=== Excerto para leitura ===

O que buscamos está na sempre na continuidade da nossa própria história, mesmo se acreditarmos que empregamos todas as nossas forças para nos desligarmos dela. Aquele que, por exemplo, não pôde nunca obter nenhuma certeza no amor, considera sempre o outro como susceptível de despertar essa falta de amor; e se está à espreita de toda e qualquer prova de amor, também assim se situa no que se refere a prova de desamor, logo inquieto quando não tem qualquer razão para o estar, nunca feliz quando tudo o poderia satisfazer.
Vive em relação ao outro uma solicitação insaciável: tem sempre necessidade de obter mais, de ser o objecto de um privilégio que, pelo menos por algum tempo, o possa tranquilizarVive obcecado pela ideia de ultrapassar de forma permanente os limites que lhe são impostos, e desse modo todos os limites que lhe haviam sido impostos...

=== Material fornecido ===

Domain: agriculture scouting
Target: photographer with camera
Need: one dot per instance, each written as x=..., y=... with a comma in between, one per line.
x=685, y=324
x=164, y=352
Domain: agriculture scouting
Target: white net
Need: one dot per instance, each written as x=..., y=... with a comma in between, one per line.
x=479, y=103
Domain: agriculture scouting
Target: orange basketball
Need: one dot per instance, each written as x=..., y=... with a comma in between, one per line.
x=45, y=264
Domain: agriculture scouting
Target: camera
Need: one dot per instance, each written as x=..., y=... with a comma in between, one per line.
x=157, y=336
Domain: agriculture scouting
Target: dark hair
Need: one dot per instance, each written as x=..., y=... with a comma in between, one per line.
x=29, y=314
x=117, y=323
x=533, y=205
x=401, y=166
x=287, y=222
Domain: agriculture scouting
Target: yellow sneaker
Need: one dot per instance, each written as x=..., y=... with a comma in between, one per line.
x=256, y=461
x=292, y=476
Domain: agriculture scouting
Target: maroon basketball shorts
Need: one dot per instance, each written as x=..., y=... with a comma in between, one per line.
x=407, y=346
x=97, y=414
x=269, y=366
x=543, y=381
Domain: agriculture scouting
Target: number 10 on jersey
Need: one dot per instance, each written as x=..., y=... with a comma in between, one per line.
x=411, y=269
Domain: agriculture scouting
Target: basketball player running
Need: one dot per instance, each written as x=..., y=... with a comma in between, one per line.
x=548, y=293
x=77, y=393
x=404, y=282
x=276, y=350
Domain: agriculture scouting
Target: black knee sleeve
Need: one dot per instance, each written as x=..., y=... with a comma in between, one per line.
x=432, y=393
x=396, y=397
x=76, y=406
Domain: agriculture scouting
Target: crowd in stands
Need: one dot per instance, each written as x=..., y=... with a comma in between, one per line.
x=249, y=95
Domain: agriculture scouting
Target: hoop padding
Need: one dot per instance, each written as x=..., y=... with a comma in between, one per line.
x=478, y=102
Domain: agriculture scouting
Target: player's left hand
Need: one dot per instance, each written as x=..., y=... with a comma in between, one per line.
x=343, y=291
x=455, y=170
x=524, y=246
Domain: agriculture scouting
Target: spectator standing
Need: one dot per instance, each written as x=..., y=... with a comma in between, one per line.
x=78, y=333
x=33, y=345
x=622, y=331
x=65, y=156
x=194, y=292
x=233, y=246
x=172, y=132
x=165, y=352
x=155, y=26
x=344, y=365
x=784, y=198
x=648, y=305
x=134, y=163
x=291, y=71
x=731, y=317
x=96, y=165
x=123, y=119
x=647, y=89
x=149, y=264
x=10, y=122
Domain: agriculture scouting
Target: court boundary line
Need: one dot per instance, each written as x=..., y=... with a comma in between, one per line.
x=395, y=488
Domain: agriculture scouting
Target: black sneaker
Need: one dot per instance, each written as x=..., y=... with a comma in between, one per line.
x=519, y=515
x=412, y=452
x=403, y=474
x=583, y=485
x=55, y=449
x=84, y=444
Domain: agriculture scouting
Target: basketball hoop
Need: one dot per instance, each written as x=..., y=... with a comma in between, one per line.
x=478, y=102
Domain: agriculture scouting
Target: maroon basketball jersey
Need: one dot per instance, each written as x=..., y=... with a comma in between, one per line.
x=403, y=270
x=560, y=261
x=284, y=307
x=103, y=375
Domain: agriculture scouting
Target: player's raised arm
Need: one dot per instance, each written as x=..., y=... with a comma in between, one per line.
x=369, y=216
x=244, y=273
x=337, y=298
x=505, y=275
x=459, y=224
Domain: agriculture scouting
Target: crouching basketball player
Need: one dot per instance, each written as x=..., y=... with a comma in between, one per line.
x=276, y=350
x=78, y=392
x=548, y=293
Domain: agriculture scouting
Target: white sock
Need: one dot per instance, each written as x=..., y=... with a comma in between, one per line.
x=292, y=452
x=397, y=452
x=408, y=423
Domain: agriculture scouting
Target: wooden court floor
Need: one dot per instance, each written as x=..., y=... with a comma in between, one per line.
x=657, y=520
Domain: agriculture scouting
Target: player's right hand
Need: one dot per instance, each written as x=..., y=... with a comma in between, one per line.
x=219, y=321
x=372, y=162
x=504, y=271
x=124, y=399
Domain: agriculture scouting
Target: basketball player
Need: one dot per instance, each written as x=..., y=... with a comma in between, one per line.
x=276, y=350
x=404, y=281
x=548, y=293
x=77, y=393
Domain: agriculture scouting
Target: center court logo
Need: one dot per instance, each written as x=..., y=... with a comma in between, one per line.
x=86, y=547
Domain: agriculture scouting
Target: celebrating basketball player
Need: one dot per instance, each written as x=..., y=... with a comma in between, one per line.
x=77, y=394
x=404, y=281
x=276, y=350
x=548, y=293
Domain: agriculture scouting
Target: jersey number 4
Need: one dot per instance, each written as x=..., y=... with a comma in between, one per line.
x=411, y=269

===
=== Material fornecido ===

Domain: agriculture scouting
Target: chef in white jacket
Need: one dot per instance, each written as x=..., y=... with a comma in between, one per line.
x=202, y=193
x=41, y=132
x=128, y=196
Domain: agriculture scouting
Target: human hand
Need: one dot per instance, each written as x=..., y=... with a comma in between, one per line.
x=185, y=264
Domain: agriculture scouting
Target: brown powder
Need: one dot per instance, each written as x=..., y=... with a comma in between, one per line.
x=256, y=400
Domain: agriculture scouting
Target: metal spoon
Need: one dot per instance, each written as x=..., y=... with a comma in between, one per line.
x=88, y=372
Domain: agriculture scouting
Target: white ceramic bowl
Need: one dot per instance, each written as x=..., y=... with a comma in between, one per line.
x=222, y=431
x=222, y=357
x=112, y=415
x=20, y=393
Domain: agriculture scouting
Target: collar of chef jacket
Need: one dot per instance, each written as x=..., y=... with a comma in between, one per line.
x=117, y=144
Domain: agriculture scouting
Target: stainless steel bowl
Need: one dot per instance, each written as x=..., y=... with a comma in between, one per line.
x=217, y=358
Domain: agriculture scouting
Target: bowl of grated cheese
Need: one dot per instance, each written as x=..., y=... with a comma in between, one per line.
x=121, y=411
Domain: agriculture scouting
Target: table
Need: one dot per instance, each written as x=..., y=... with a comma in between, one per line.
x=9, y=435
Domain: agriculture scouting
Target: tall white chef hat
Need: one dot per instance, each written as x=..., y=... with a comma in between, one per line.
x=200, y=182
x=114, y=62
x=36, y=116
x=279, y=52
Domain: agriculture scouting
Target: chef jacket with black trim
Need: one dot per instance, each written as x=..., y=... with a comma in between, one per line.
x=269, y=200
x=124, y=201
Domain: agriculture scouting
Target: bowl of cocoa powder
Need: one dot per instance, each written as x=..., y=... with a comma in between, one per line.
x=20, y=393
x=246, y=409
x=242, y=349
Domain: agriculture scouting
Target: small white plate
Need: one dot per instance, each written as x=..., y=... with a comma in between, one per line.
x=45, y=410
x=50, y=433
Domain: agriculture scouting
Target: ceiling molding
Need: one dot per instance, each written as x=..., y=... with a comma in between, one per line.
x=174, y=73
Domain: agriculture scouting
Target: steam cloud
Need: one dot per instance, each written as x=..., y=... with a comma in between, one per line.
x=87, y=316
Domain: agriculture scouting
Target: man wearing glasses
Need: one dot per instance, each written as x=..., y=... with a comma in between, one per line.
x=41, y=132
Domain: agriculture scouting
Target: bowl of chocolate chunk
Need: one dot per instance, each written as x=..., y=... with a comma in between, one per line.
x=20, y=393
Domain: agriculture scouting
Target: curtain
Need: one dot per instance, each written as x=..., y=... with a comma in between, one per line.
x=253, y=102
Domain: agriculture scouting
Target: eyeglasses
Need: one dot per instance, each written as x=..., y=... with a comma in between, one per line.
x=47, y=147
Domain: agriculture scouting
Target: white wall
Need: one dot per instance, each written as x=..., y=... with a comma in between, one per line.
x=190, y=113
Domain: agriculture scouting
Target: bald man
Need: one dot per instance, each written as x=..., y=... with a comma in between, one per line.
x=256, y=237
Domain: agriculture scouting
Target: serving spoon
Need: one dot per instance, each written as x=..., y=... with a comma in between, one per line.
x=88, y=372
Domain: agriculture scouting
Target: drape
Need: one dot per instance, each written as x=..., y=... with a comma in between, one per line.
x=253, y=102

===

● Objetivo 1: Reproduza fielmente o trecho do excerto sobre a continuidade da própria história, começando em "O que buscamos" e seguindo até "haviam sido impostos...".
● Objetivo 2: Reescreva de forma mais concisa o parágrafo do excerto que começa com "O que buscamos", mantendo os fatos principais.

● Resultado 1:
O que buscamos está na sempre na continuidade da nossa própria história, mesmo se acreditarmos que empregamos todas as nossas forças para nos desligarmos dela. Aquele que, por exemplo, não pôde nunca obter nenhuma certeza no amor, considera sempre o outro como susceptível de despertar essa falta de amor; e se está à espreita de toda e qualquer prova de amor, também assim se situa no que se refere a prova de desamor, logo inquieto quando não tem qualquer razão para o estar, nunca feliz quando tudo o poderia satisfazer.
Vive em relação ao outro uma solicitação insaciável: tem sempre necessidade de obter mais, de ser o objecto de um privilégio que, pelo menos por algum tempo, o possa tranquilizarVive obcecado pela ideia de ultrapassar de forma permanente os limites que lhe são impostos, e desse modo todos os limites que lhe haviam sido impostos...

● Resultado 2: O que buscamos está sempre na continuidade da nossa própria história, mesmo quando acreditamos empregar todas as forças para nos desligarmos dela. Quem nunca obteve certeza no amor vê o outro como capaz de despertar essa falta de amor. Fica atento a qualquer prova de amor e também de desamor. Por isso se inquieta sem motivo e nunca está feliz, mesmo quando tudo poderia satisfazê-lo.